Consignes:
(1) Quels articles de loi l'extrait sur la récupération des prestations indues cite-t-il ? Donnez chaque numéro d'article une seule fois, avec le code auquel il appartient.
(2) Prolongez l'extrait sur la récupération des prestations indues au-delà de sa dernière phrase.

4. En considérant dès lors que la constatation que les retenues effectuées par l'Union nationale des mutualités socialistes à la demande du demandeur sont légales puisque fondées sur l'article 1410, §§ 4, 5 et 6, du Code judiciaire ne fait pas obstacle à ce que les juridictions du travail puissent accorder des termes et délais sur la base de l'article 1244, alinéa 2, du Code civil, en sorte que les retenues effectuées devaient être réduites à cinquante euros par mois et qu'il convenait, par voie de conséquence, de suspendre pendant le cours du plan d'apurement les retenues effectuées à la demande du demandeur et portant sur des montants plus importants, l'arrêt ne justifie pas légalement sa décision (violation des articles 1410, § 4, du Code judiciaire, 1244, alinéa 2, et 1292 du Code civil).

III. La décision de la Cour

Conformément à l'article 1410, § 4, alinéas 1er et 3, du Code judiciaire, dans sa rédaction applicable au litige, les prestations payées indûment à l'aide des ressources et moyens financiers qui y sont précisés peuvent être récupérées d'office, soit par l'organisme ou le service créancier jusqu'à concurrence de dix pour cent de chaque prestation ultérieure fournie au débiteur de l'indu ou à ses ayants droit, soit, à défaut de prestation encore due par cet organisme ou ce service et à la demande de celui-ci, par un organisme ou un service versant l'une des prestations visées au paragraphe 1er, 2°, 3°, 4°, 5° et 8°, jusqu'à concurrence de dix pour cent du montant de cette prestation.

Données d'entrée:

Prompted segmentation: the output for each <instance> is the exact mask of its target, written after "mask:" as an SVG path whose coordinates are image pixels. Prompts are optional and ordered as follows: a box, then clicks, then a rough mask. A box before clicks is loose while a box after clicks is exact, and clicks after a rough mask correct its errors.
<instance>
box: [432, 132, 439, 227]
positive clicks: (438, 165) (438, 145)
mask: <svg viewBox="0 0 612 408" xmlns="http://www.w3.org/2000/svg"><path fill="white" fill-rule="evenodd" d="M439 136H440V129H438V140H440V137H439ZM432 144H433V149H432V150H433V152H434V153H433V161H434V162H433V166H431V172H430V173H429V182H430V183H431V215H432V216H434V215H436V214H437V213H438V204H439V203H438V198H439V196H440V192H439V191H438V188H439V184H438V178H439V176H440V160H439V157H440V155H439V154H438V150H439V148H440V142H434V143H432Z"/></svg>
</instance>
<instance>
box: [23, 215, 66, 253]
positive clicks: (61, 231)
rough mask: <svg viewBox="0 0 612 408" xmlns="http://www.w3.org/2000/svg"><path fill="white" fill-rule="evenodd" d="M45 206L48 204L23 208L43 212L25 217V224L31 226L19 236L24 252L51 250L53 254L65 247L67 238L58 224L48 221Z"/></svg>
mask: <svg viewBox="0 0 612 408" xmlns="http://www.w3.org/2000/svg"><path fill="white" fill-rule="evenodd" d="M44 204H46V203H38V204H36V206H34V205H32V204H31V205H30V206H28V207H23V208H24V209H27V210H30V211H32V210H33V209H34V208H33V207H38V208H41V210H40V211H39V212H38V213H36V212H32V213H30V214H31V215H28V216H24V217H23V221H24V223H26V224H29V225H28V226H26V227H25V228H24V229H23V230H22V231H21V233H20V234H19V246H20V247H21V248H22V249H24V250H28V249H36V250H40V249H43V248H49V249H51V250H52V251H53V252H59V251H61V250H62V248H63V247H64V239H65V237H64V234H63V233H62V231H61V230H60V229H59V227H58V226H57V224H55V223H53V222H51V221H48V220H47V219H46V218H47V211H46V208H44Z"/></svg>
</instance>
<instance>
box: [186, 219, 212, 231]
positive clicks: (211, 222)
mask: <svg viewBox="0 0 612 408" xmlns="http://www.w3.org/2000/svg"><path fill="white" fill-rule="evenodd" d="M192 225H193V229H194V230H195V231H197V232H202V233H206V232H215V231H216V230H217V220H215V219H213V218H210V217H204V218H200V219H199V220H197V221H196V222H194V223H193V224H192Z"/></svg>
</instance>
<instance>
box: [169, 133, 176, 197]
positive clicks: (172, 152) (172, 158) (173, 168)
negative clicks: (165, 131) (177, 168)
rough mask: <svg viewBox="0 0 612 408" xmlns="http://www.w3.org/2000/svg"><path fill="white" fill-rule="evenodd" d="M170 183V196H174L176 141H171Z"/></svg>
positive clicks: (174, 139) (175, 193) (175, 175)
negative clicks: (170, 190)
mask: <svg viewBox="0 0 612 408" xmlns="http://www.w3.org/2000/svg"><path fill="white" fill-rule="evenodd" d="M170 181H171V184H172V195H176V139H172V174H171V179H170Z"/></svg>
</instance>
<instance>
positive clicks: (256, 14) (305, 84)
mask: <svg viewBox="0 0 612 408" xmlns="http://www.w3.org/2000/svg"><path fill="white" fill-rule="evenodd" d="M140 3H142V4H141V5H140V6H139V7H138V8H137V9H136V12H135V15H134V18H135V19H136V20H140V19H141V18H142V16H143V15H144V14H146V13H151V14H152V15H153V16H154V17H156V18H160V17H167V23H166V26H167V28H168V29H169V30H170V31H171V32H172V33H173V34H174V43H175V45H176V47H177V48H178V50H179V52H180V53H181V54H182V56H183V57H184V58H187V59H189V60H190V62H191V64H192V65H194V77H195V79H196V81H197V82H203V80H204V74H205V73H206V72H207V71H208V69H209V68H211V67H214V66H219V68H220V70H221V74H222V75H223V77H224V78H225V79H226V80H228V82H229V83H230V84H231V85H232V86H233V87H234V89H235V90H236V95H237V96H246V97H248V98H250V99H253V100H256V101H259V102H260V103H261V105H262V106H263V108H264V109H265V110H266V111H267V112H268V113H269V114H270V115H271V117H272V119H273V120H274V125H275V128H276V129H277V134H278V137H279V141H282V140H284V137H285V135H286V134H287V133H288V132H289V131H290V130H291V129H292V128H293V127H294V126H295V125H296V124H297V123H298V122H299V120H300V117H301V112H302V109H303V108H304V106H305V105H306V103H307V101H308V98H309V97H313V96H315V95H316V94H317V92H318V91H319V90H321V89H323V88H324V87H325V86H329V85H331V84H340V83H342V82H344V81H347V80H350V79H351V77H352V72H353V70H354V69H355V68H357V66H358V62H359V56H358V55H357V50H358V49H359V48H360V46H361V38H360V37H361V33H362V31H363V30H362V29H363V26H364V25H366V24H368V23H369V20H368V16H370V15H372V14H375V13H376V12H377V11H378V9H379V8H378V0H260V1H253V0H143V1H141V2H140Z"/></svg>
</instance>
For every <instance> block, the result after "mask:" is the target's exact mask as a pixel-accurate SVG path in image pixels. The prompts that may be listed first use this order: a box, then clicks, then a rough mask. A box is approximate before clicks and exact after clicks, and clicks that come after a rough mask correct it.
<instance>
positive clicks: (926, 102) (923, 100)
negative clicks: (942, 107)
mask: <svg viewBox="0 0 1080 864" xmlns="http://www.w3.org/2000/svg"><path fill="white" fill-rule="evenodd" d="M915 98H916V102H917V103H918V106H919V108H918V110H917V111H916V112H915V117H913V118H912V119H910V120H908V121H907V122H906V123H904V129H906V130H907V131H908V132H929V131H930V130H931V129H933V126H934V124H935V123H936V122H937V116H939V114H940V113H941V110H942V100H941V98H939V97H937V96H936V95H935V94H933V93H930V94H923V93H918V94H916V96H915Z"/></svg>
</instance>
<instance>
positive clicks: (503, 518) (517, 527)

Résultats de l'exercice:
(1)
- Article 1410 du Code judiciaire
- Article 1244 du Code civil
- Article 1292 du Code civil

(2)
La récupération ne peut, en vertu de l'article 1410, § 4, alinéa 6, avoir pour effet de réduire le revenu du débiteur ou de ses ayants droit à un montant inférieur à celui du minimum de moyens d'existence prévu pour la catégorie à laquelle ils appartiennent par la loi du 7 août 1974 instituant le droit à un minimum de moyens d'existence.
Ce mode de récupération de l'indu est une forme de compensation légale.
Aux termes de l'article 1292 du Code civil, le terme de grâce n'est point un obstacle à la compensation.
Cette disposition exclut qu'un terme de grâce accordé par le juge en vertu de l'article 1244, alinéa 2, du Code civil puisse, en différant l'exigibilité d'une dette du débiteur, empêcher que s'opère jusqu'à due concurrence la compensation avec celle-ci d'une dette envers lui de son créancier.
En déterminant les conditions auxquelles l'indu est exigible, l'article 1410, § 4, du Code judiciaire interdit dès lors au juge saisi du recours ouvert au débiteur ou à ses ayants droit par l'article 1410, § 5, alinéas 1er, 2°, et 5, d'accorder à ceux-ci un terme de grâce suspendant au-delà de cette mesure la compensation prévue par la loi.
L'arrêt, qui considère que, « si les retenues accomplies à la demande [du demandeur] par [la partie appelée en déclaration d'arrêt commun] sont légales, puisque fondées sur l'article 1410, §§ 4, 5 et 6, du Code judiciaire, cette constatation ne fait pas obstacle à la possibilité pour les juridictions du travail d'accorder des termes et délais sur la base de l'article 1244, alinéa 2, du Code civil », viole les articles 1292 du Code civil et 1410, § 4, du Code judiciaire.
Le moyen est fondé.

Et le demandeur a intérêt à ce que le présent arrêt soit déclaré commun à la partie appelée à la cause devant la Cour à cette fin.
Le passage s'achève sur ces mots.